● **EXCERPT TO READ**:
--- START ---

Calculate bacterial population after binary fission using N = N₀ × 2^(t/g).
Inputs: initial count, elapsed time, doubling time.
Shows growth across species.

Final Population

Bacteria reproduce by binary fission: each cell splits in two. Population doubles every generation. After n generations, the count is:

N = N₀ × 2ⁿ

where n = t / g (elapsed time divided by generation time).

Reference doubling times by species

Generation time varies enormously by organism and conditions. The numbers below assume ideal growth conditions (optimal temperature, abundant nutrients, no inhibitors):

Organism Doubling time Notes
Vibrio natriegens ~10 min Fastest known free-living bacterium
Escherichia coli (37 °C) ~20 min Standard lab workhorse
Bacillus subtilis ~25 min Common Gram-positive model
Staphylococcus aureus ~30 min Skin and nasal flora
Pseudomonas aeruginosa ~30 min Hospital-acquired infections
Salmonella typhimurium ~30 min Foodborne illness
Lactobacillus ~60 min Yogurt, sourdough cultures
Mycobacterium tuberculosis 12–24 hr Slow-growing; why TB treatment is so long
Treponema pallidum (syphilis) 30–33 hr Very slow; cannot grow in standard culture

Worked example: contamination growth

A food sample starts with 100 cells of E. coli (g = 20 min) and sits out at room temperature for 4 hours. n = 240 / 20 = 12 generations N = 100 × 2¹² = 100 × 4,096 = 409,600 cells

If left another 4 hours (8 hours total), n = 24 and N = 100 × 16.7 million = 1.67 billion. This is why food safety guidelines treat 4 hours at unsafe temperatures as a hard limit. Exponential growth is unintuitive: doubling the time doesn’t double the count, it squares it.

The four growth phases

Real cultures do not grow exponentially forever:

  1. Lag phase: cells adjust to new environment, minimal division. Lasts minutes to hours depending on how different the new conditions are.

--- END ---

● **RECORDS**:
--- START ---

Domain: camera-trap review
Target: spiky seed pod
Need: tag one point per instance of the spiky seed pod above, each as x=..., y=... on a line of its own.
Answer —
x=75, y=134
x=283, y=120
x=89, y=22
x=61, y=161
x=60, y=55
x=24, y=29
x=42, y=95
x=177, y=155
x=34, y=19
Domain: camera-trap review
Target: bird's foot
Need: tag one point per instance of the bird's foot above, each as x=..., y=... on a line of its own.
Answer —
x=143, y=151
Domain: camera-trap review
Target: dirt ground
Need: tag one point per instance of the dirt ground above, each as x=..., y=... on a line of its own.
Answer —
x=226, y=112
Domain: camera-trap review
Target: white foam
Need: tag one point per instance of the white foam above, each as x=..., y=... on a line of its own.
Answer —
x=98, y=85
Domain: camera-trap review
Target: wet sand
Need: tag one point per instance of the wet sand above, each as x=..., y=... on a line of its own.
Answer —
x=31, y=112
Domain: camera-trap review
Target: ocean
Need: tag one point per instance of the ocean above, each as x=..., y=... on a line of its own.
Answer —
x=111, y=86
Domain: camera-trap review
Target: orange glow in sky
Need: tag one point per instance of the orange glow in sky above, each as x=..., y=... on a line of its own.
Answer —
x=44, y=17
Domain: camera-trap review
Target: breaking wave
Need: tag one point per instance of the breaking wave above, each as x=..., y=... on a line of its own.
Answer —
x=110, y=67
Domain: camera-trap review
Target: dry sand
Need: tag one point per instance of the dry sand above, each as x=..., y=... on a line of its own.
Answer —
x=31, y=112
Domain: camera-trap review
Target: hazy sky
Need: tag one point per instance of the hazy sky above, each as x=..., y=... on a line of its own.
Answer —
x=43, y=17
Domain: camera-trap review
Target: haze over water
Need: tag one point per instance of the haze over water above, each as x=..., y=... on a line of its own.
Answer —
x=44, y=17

--- END ---
--- START ---

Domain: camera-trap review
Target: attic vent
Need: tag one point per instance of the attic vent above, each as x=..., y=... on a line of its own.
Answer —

--- END ---
--- START ---

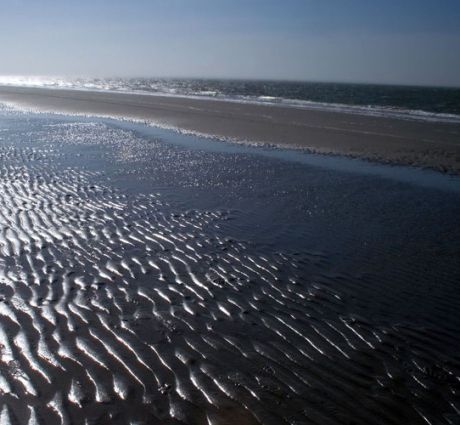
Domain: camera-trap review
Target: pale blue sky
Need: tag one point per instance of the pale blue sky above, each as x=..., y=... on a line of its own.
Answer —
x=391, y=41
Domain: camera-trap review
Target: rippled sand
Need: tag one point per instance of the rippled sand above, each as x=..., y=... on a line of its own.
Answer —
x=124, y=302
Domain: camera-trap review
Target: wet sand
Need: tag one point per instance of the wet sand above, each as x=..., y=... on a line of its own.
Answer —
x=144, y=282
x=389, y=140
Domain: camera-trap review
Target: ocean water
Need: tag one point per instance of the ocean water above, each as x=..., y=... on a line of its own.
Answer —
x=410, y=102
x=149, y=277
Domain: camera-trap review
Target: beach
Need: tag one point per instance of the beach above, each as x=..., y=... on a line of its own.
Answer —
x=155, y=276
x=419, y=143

--- END ---

● **WHAT YOU NEED TO DO**: Copy word for word everything in the bacterial growth text from "The four growth" down to "new conditions are.".

● **ANSWER FOR THIS EXERCISE**:
The four growth phases

Real cultures do not grow exponentially forever:

  1. Lag phase: cells adjust to new environment, minimal division. Lasts minutes to hours depending on how different the new conditions are.